_Task details_
Report each line of the records below that contains the word "water", copying every such line in full.

Extracted data entries
--- Begin ---

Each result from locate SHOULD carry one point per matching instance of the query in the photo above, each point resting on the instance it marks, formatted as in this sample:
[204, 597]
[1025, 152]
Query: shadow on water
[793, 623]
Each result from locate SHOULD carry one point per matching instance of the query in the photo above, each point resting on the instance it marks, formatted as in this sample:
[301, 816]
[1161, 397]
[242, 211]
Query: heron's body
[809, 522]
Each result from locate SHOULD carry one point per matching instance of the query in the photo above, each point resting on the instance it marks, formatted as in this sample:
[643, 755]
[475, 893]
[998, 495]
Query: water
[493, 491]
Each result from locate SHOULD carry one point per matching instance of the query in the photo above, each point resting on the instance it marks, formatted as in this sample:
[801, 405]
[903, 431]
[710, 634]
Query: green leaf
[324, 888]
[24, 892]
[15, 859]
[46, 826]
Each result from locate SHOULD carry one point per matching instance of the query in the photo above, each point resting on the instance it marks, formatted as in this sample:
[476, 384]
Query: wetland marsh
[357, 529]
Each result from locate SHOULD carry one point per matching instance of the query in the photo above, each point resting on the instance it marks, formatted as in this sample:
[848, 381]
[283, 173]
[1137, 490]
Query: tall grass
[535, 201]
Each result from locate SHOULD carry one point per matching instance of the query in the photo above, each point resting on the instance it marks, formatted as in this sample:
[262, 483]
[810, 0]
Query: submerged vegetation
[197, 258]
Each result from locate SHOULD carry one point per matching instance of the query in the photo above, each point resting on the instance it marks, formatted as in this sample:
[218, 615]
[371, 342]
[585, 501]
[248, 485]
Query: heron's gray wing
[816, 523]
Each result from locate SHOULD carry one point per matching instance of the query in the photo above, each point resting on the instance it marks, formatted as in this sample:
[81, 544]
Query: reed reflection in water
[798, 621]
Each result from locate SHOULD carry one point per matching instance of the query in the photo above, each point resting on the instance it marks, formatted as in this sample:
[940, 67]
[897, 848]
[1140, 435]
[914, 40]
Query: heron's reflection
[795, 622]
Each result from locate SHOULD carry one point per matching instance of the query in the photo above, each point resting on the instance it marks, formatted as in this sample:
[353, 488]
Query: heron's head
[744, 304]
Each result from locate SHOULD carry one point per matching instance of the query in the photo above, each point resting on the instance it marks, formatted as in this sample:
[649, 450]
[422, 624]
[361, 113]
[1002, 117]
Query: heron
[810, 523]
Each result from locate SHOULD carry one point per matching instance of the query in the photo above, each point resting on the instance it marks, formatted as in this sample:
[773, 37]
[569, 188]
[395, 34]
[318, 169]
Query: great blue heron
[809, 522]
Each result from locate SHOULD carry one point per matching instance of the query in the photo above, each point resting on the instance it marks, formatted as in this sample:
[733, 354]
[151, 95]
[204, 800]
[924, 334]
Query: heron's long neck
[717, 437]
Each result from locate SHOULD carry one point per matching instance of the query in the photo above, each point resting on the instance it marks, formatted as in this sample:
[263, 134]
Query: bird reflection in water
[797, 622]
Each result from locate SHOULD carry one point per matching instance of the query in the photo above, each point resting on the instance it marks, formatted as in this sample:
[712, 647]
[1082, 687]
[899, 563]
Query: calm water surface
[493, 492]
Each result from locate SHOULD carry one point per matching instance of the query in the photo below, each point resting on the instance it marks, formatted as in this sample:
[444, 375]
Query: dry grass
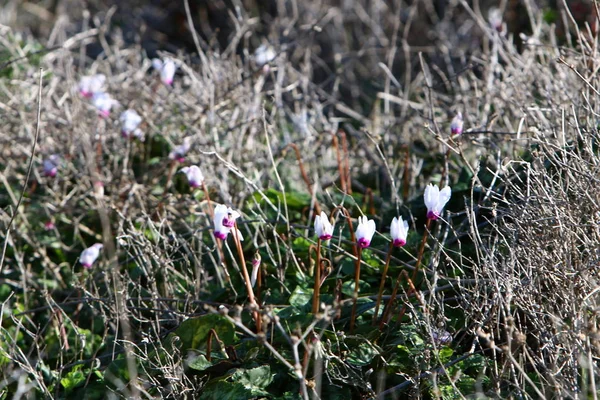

--- End ---

_Solution_
Query: shadow on water
Query: water
Query: reed reflection in water
Query: bird reflection in water
Query: calm water surface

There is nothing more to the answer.